Instructions for the task
Continue the Shwood Eyewear history from the point where it stops.

Selected excerpt
Content starts
Shwood Eyewear is an American brand of sunglasses and eyeglasses, founded in 2009, and based in Portland, Oregon.

==History==

The prototype wooden glasses were developed in 2005 by Eric Singer, the idea was then shared with Ryan Kirkpatrick, Daniel Genco, Taylor Murray and Philip Peterson. The prototype was made using madrone tree, a pair of rusty cabinet hinges and salvaged lenses from a thrift store. Singer wore them to a skatepark and immediately got his first orders at $20 a frame.

The name Shwood comes from the name of a fake sponsor created by a friend of Singer to be able to enter a snowboarding competition.

Shwood Eyewear formally launched in 2009. Shwood began its operations in a 7 × 15-ft. workspace, as soon as expansion became feasible they moved to a 30 × 50-ft. shop space. In 2010, they further expanded and moved to 6,000 square-foot facility in Portland. By 2011, operations had expanded to making 125 frames a day, and distribution was in 80 retail stores. By 2013, operations had expanded to making 300 frames a day.
Content ends
Material shown
Content starts
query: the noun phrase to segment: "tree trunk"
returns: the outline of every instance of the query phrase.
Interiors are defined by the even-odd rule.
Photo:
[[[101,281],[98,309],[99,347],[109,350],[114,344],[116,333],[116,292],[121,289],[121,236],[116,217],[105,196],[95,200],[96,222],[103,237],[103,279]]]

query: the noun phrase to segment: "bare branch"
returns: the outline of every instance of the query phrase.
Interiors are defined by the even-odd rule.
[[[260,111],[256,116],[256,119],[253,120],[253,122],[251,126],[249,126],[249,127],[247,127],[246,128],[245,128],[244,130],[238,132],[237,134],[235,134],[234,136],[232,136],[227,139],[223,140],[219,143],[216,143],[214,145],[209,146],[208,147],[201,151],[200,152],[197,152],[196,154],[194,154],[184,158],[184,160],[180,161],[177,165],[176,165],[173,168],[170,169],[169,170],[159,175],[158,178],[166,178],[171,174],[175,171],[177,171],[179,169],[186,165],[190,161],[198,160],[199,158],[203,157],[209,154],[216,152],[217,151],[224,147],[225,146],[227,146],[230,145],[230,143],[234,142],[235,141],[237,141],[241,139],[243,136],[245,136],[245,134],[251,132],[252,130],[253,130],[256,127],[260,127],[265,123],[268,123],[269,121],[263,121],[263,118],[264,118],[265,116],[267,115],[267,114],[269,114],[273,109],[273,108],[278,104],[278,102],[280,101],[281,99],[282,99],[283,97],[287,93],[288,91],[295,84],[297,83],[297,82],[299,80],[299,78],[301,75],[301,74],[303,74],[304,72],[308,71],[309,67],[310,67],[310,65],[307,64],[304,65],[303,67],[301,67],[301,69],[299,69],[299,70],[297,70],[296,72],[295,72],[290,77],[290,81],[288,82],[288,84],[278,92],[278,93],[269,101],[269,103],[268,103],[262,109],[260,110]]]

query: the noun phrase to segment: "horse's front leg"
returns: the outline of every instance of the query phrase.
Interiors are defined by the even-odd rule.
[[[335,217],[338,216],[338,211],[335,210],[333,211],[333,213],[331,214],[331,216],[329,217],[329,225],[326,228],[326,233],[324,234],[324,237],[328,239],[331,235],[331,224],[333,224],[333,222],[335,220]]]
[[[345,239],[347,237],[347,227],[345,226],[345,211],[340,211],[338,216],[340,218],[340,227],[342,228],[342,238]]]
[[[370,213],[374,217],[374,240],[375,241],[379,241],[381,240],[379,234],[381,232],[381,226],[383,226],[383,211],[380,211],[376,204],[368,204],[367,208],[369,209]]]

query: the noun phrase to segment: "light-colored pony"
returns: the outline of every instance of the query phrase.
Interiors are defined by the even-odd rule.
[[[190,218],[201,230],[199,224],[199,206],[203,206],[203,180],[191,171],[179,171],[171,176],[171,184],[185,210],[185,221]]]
Content ends
Result below
In 2015, they introduced a frame cover material (veneer) made entirely of old newspapers. In 2016, they introduced frames made with feathers and flowers, and announced experimenting with many different materials to create new frames.

The product line consists of sunglasses and prescription eyeglasses. The frames are made out of wood, stone, acetate, titanium and brass.